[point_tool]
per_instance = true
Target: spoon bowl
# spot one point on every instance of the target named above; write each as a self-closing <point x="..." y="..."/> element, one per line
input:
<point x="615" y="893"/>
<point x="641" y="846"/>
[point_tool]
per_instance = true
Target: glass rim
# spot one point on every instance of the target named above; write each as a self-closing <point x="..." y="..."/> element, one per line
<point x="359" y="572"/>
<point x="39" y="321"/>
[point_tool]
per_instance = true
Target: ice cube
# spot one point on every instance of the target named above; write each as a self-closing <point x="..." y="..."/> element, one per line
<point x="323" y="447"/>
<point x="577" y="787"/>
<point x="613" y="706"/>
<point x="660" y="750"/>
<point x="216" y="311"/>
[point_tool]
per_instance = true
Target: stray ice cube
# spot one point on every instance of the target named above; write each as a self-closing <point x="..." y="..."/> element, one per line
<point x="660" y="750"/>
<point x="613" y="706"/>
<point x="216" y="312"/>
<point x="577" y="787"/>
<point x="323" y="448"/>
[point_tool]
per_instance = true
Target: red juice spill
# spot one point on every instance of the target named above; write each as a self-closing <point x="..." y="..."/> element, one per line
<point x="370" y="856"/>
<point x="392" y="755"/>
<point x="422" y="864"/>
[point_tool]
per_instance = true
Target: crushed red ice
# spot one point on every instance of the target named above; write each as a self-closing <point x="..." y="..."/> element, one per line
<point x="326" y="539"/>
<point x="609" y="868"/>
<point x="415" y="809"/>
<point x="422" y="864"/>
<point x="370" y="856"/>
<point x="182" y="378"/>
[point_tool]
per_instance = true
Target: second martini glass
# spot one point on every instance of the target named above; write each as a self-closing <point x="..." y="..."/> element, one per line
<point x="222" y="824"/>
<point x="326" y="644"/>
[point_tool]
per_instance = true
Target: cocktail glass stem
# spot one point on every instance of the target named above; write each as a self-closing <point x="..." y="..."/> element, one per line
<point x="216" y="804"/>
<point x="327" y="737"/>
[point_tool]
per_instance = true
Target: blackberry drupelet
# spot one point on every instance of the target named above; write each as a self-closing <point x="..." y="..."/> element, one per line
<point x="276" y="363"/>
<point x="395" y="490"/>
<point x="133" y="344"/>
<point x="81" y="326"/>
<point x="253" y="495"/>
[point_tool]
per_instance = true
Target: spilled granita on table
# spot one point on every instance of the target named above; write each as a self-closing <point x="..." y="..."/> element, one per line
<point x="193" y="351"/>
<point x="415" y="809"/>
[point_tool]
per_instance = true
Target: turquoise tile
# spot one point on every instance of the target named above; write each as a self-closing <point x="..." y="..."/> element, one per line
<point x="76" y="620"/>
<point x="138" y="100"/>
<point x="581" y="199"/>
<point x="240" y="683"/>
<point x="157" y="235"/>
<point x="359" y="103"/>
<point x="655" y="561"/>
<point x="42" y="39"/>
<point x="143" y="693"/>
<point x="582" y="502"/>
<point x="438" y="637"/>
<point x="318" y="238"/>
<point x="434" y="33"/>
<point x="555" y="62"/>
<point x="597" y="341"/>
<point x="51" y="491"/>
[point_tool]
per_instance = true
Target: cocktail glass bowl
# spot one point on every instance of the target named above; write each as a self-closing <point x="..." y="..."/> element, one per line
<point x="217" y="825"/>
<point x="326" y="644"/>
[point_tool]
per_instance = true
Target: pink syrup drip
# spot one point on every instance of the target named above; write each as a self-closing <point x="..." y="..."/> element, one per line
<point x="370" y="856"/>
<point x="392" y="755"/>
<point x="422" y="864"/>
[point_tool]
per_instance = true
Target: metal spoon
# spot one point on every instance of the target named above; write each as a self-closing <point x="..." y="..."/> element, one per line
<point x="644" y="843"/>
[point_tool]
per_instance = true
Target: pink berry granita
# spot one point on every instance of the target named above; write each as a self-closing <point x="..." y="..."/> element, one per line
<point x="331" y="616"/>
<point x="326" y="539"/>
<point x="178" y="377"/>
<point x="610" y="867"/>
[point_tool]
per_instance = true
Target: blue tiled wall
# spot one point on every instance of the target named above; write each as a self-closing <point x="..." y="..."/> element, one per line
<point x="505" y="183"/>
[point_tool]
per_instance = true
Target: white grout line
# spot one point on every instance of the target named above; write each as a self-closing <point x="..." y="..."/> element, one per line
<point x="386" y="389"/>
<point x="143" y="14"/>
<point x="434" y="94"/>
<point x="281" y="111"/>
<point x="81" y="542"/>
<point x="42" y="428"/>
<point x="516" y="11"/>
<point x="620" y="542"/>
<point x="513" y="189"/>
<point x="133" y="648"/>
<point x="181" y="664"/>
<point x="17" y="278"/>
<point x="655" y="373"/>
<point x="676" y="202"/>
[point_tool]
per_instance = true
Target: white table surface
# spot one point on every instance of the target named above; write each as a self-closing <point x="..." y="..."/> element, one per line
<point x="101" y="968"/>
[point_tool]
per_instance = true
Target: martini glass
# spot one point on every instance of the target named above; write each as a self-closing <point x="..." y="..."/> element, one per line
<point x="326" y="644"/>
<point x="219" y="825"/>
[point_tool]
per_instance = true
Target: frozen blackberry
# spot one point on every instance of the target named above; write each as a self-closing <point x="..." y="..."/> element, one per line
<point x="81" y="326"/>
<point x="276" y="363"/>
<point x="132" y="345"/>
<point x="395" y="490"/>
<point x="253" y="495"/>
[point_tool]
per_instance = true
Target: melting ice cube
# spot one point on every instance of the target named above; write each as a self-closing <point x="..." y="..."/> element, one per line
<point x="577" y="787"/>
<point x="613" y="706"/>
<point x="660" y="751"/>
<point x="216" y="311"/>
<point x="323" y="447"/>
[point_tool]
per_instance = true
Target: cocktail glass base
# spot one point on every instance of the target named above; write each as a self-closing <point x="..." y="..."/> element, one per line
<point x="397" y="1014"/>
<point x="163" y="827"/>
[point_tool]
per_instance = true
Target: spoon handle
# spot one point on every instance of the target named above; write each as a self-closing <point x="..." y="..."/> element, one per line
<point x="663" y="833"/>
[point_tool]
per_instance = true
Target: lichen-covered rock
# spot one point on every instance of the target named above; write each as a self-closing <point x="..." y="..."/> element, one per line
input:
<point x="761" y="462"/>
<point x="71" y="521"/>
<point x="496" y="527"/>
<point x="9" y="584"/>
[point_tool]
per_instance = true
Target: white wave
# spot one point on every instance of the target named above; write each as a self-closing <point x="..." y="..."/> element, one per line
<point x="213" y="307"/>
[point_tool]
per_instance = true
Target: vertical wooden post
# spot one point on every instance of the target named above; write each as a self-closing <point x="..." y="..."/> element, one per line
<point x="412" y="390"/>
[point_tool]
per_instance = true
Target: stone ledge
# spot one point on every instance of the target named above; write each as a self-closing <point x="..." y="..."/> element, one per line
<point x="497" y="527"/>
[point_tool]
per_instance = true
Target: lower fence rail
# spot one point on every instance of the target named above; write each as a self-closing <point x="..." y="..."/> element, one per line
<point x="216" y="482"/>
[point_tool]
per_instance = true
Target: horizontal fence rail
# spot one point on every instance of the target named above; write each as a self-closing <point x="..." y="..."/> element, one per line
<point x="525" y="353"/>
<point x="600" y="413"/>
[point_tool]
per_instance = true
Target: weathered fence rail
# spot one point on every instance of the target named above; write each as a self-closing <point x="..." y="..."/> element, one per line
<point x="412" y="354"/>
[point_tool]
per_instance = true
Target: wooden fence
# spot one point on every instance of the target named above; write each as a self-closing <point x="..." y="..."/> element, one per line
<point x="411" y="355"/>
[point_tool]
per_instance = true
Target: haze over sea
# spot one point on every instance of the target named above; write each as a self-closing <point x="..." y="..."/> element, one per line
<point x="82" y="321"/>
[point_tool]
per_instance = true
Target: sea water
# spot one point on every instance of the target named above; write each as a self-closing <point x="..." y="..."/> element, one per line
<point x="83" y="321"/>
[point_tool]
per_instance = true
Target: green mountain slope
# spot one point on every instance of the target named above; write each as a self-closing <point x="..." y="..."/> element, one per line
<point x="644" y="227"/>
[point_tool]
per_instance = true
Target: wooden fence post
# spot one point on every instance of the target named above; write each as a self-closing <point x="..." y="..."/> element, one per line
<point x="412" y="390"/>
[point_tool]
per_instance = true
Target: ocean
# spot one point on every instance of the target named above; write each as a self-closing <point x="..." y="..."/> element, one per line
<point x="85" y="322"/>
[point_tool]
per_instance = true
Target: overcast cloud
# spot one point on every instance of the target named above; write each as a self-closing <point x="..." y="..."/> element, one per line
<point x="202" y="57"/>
━━━━━━━━━━━━━━━━━━━━
> _EXERCISE_
Pull out every line of the records above that contains the word "wooden", copying each line in full. Case counts.

> _ANSWER FOR THE TASK_
Target: vertical wooden post
Target: wooden fence
Target: wooden fence post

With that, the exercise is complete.